● **Page excerpt**
= = =

A simulated event in the CMS detector, featuring the appearance of the Higgs boson

The God Particle: If the Universe Is the Answer, What Is the Question? is a 1993 popular science book by Nobel Prize-winning physicist Leon M. Lederman and science writer Dick Teresi. This book was very popular, a New York Times, bestseller, which introduced the public to an overview of the science of Particle physics.[1]

It provides a brief history of particle physics, starting with the Pre-Socratic Greek philosopher Democritus, and continuing through Isaac Newton, Roger J. Boscovich, Michael Faraday, and Ernest Rutherford. This leads into a discussion of the development of quantum physics in the 20th century. In a nod to the philosophy of atomism, Lederman follows the convention of using the word "atom" to refer to atoms in their modern sense as the smallest unit of any chemical element, and "a-tom" to refer to the actual basic indivisible particles of matter, the quarks and leptons.[2]

Richard Feynman books

Surely You're Joking, Mr. Feynman!

Surely You're Joking, Mr. Feynman! is an edited collection of reminiscences by the Nobel Prize-winning physicist Richard Feynman. The book, released in 1985, covers a variety of instances in Feynman's life. Some are lighthearted in tone, such as his fascination with safe-cracking, fondness for topless bars, and ventures into art and samba music. Others cover more serious material, including his work on the Manhattan Project (during which his first wife Arline Greenbaum died of tuberculosis) and his critique of the science education system in Brazil.

= = =

● **Given records**
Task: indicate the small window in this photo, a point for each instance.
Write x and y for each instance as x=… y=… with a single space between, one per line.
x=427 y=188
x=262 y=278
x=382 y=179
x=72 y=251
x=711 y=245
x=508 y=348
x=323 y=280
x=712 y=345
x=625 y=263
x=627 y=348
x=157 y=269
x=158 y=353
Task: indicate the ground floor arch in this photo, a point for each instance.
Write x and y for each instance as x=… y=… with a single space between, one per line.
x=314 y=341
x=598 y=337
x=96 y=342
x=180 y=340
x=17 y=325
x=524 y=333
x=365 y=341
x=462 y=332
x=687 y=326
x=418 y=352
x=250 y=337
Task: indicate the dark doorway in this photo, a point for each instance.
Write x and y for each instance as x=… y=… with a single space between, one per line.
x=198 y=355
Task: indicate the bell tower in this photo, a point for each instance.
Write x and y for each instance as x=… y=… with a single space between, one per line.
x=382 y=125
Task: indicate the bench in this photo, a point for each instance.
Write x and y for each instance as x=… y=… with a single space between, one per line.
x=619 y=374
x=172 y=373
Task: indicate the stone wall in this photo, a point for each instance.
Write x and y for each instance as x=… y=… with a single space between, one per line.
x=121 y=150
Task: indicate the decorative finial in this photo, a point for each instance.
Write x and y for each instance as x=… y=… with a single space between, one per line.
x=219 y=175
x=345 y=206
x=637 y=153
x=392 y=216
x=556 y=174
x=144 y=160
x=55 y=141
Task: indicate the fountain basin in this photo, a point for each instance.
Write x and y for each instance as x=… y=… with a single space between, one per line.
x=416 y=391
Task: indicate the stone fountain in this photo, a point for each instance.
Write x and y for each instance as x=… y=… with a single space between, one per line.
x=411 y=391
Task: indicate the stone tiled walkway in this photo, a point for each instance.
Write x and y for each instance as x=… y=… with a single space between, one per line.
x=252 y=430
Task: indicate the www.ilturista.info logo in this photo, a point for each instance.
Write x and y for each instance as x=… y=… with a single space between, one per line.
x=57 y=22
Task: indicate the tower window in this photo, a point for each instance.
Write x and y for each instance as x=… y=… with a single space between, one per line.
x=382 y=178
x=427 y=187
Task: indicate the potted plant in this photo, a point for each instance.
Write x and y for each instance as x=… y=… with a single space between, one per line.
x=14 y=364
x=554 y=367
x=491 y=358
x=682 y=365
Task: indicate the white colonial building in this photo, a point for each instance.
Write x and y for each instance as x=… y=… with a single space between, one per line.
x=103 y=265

= = =

● **Given instruction**
Rewrite the stretch from "It provides a" through "Joking, Mr. Feynman!" in the page excerpt on popular physics books, replacing "Democritus" with "Leucippus".

● **Answer below**
It provides a brief history of particle physics, starting with the Pre-Socratic Greek philosopher Leucippus, and continuing through Isaac Newton, Roger J. Boscovich, Michael Faraday, and Ernest Rutherford. This leads into a discussion of the development of quantum physics in the 20th century. In a nod to the philosophy of atomism, Lederman follows the convention of using the word "atom" to refer to atoms in their modern sense as the smallest unit of any chemical element, and "a-tom" to refer to the actual basic indivisible particles of matter, the quarks and leptons.[2]

Richard Feynman books

Surely You're Joking, Mr. Feynman!